* _Exercise directions_: Give the data again exactly as written, skipping any pictures.

* _Natural language region descriptions_:
##########

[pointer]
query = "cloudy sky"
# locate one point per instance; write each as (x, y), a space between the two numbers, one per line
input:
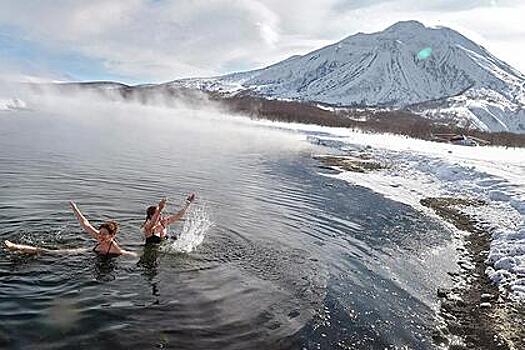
(159, 40)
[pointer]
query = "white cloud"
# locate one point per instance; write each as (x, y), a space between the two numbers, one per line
(163, 40)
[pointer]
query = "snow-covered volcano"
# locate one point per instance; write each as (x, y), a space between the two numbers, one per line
(406, 65)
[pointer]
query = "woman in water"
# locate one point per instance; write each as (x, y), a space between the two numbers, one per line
(155, 226)
(104, 235)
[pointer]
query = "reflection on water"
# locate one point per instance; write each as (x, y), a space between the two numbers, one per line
(293, 259)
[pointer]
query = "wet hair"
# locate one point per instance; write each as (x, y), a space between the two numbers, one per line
(110, 226)
(149, 213)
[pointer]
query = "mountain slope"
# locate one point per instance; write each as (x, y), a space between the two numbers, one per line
(405, 65)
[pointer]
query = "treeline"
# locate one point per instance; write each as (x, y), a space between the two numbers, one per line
(381, 121)
(378, 121)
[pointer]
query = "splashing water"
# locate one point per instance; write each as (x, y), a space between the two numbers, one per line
(196, 225)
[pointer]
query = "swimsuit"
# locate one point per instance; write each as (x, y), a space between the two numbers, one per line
(107, 253)
(153, 239)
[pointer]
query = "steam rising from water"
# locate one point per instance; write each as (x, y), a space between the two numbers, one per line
(195, 227)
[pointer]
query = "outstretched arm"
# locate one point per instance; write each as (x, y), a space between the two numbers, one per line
(178, 215)
(153, 221)
(83, 221)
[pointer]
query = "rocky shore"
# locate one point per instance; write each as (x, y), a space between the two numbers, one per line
(477, 315)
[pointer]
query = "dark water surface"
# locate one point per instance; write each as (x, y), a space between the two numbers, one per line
(294, 259)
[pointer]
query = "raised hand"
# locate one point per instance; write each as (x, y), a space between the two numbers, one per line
(162, 203)
(191, 197)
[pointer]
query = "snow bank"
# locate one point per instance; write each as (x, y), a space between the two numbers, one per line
(10, 104)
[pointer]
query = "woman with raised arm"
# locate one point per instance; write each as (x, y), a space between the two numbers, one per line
(105, 236)
(156, 226)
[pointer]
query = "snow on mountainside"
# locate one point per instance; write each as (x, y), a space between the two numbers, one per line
(407, 64)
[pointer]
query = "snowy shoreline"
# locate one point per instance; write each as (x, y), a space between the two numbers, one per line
(420, 169)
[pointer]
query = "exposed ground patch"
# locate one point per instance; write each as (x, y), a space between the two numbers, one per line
(479, 314)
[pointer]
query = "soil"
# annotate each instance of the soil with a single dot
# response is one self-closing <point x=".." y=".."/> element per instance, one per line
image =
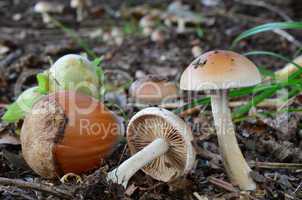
<point x="32" y="44"/>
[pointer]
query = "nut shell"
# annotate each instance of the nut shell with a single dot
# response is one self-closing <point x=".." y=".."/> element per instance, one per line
<point x="55" y="141"/>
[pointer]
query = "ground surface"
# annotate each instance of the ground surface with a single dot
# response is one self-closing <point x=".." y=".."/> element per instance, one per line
<point x="31" y="44"/>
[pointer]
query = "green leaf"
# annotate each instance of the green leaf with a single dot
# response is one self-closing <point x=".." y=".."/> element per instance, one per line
<point x="266" y="27"/>
<point x="43" y="83"/>
<point x="13" y="114"/>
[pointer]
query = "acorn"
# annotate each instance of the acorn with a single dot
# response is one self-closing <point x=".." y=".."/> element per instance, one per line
<point x="67" y="132"/>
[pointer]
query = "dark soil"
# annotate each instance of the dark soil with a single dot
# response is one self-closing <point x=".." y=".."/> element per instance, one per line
<point x="32" y="44"/>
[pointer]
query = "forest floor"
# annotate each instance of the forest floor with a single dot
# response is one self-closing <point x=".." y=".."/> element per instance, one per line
<point x="27" y="46"/>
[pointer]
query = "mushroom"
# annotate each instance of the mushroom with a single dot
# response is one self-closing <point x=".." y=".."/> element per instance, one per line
<point x="219" y="71"/>
<point x="161" y="145"/>
<point x="158" y="36"/>
<point x="180" y="14"/>
<point x="74" y="72"/>
<point x="152" y="90"/>
<point x="46" y="7"/>
<point x="67" y="132"/>
<point x="196" y="51"/>
<point x="289" y="69"/>
<point x="148" y="23"/>
<point x="80" y="6"/>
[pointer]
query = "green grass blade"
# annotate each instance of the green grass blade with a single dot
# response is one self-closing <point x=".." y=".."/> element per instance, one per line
<point x="266" y="27"/>
<point x="276" y="55"/>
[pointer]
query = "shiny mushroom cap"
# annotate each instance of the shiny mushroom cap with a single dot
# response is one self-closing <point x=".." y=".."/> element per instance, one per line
<point x="219" y="70"/>
<point x="152" y="123"/>
<point x="153" y="90"/>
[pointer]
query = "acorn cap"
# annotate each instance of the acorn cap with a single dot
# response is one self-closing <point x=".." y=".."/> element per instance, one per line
<point x="219" y="70"/>
<point x="58" y="137"/>
<point x="153" y="90"/>
<point x="47" y="6"/>
<point x="152" y="123"/>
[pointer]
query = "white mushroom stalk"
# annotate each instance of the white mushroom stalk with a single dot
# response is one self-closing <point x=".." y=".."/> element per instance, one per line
<point x="234" y="162"/>
<point x="160" y="143"/>
<point x="219" y="71"/>
<point x="126" y="170"/>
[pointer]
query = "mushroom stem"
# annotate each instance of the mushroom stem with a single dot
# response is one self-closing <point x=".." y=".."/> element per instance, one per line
<point x="127" y="169"/>
<point x="234" y="162"/>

##########

* _Result for this task_:
[pointer]
query = "cloudy sky"
# locate one point per instance; write each as (x, y), a space between the two numbers, one per line
input:
(159, 40)
[pointer]
query = "white cloud"
# locate one point per instance; write each as (x, y), a space between the two numbers, one per line
(163, 40)
[pointer]
query = "snow-covered volcano"
# locate one point per instance; write each as (x, y), a space between the two numbers, one per line
(406, 65)
[pointer]
query = "woman in water"
# locate one point per instance; write each as (x, y), a space between the two numbers, one per line
(155, 226)
(104, 235)
[pointer]
query = "reflection on water"
# locate one point per instance; write each as (x, y), a space between the two numbers, one per line
(293, 259)
[pointer]
query = "wet hair"
# locate one point per instance; write each as (x, y), a space between the two numbers, one per line
(110, 226)
(149, 213)
[pointer]
query = "mountain slope"
# locate one point per instance; write each as (x, y), a space between the two numbers, one per line
(405, 65)
[pointer]
query = "treeline"
# locate one point per instance; write each as (x, y), a space between the two numbers, one per line
(381, 121)
(378, 121)
[pointer]
query = "splashing water"
# locate one point per instance; write each as (x, y), a space between the two numbers, one per line
(196, 225)
[pointer]
query = "swimsuit"
# locate one point per instance; write each as (x, y), a space between the two numbers, one per line
(107, 253)
(153, 239)
[pointer]
query = "steam rising from water"
# locate one point per instance; write each as (x, y), a space between the two numbers, one per line
(195, 227)
[pointer]
query = "outstretched arm"
# locate one point per instance; write each as (x, y), a space between the two numbers, one per line
(178, 215)
(153, 221)
(83, 221)
[pointer]
query = "rocky shore"
# locate one point per instance; write each as (x, y), a space between the two numbers, one per line
(477, 315)
[pointer]
query = "dark water surface"
# locate one point per instance; write each as (x, y), a space between the two numbers, one per line
(294, 259)
[pointer]
query = "raised hand"
# locate one point per instance; write each as (x, y), a space between the two numbers, one per line
(162, 203)
(191, 197)
[pointer]
query = "snow bank"
# locate one point per instance; write each as (x, y), a space between the two numbers, one per line
(10, 104)
[pointer]
query = "woman with raised arm"
# locate one point per instance; write each as (x, y), a space between the two numbers, one per line
(105, 236)
(156, 226)
[pointer]
query = "snow on mountainside"
# locate one point per instance; write each as (x, y), a space between the two numbers, one per line
(407, 64)
[pointer]
query = "snowy shoreline"
# locate one point per instance; write each as (x, y), a space between the two numbers, one per line
(420, 169)
[pointer]
query = "exposed ground patch"
# locate one point per instance; write each as (x, y), a space between the two numbers, one per line
(479, 314)
[pointer]
query = "soil"
# annotate each instance of the soil with a single dot
# response is one self-closing <point x=".." y=".."/> element per instance, one per line
image =
<point x="32" y="44"/>
[pointer]
query = "nut shell"
# annotate each instance of the nut shell with a single dot
# response is one self-closing <point x=".." y=".."/> element per instance, one per line
<point x="55" y="141"/>
[pointer]
query = "ground surface"
# annotate each instance of the ground surface with a single dot
# response is one self-closing <point x=".." y=".."/> element per instance, one per line
<point x="31" y="44"/>
[pointer]
query = "green leaf"
# annotate each instance of the green leaf with a single dot
# response is one self-closing <point x=".." y=".."/> element per instance, one per line
<point x="266" y="27"/>
<point x="43" y="83"/>
<point x="13" y="114"/>
[pointer]
query = "acorn"
# annotate each instance of the acorn with a single dot
# response is one self-closing <point x=".." y=".."/> element per instance, one per line
<point x="67" y="132"/>
[pointer]
query = "dark soil"
# annotate each instance of the dark soil with a single dot
# response is one self-closing <point x=".." y=".."/> element per instance, one per line
<point x="32" y="44"/>
[pointer]
query = "forest floor"
# annotate each instance of the forest floor with a single dot
# response is one self-closing <point x=".." y=".."/> element per instance, one per line
<point x="27" y="46"/>
[pointer]
query = "mushroom"
# annotate each instance of the mushroom with a single dot
# response is one self-closing <point x=".." y=".."/> element per instance, one per line
<point x="219" y="71"/>
<point x="161" y="145"/>
<point x="158" y="36"/>
<point x="180" y="14"/>
<point x="74" y="72"/>
<point x="152" y="90"/>
<point x="46" y="7"/>
<point x="67" y="132"/>
<point x="196" y="51"/>
<point x="289" y="69"/>
<point x="148" y="23"/>
<point x="80" y="6"/>
[pointer]
query = "green grass blade"
# annotate each instance of the green grass blade with a single dot
# response is one self-closing <point x=".." y=".."/> element per instance, one per line
<point x="266" y="27"/>
<point x="276" y="55"/>
[pointer]
query = "shiny mushroom cap"
# annotate each instance of the shiny mushroom cap with a single dot
# response is one self-closing <point x=".." y=".."/> element per instance, one per line
<point x="219" y="70"/>
<point x="152" y="123"/>
<point x="153" y="90"/>
[pointer]
query = "acorn cap"
# annotate each instance of the acorn cap with a single dot
# response is one self-closing <point x=".." y=".."/> element per instance, one per line
<point x="219" y="70"/>
<point x="58" y="137"/>
<point x="153" y="90"/>
<point x="47" y="6"/>
<point x="152" y="123"/>
[pointer]
query = "white mushroom stalk"
# annotate each instance of the white mushroom stalk with a single dot
# response is one self-closing <point x=".." y=".."/> element per instance, one per line
<point x="234" y="162"/>
<point x="160" y="143"/>
<point x="219" y="71"/>
<point x="126" y="170"/>
[pointer]
query = "mushroom stem"
# annotate each instance of the mushroom stem with a single dot
# response is one self-closing <point x=".." y=".."/> element per instance, one per line
<point x="127" y="169"/>
<point x="234" y="162"/>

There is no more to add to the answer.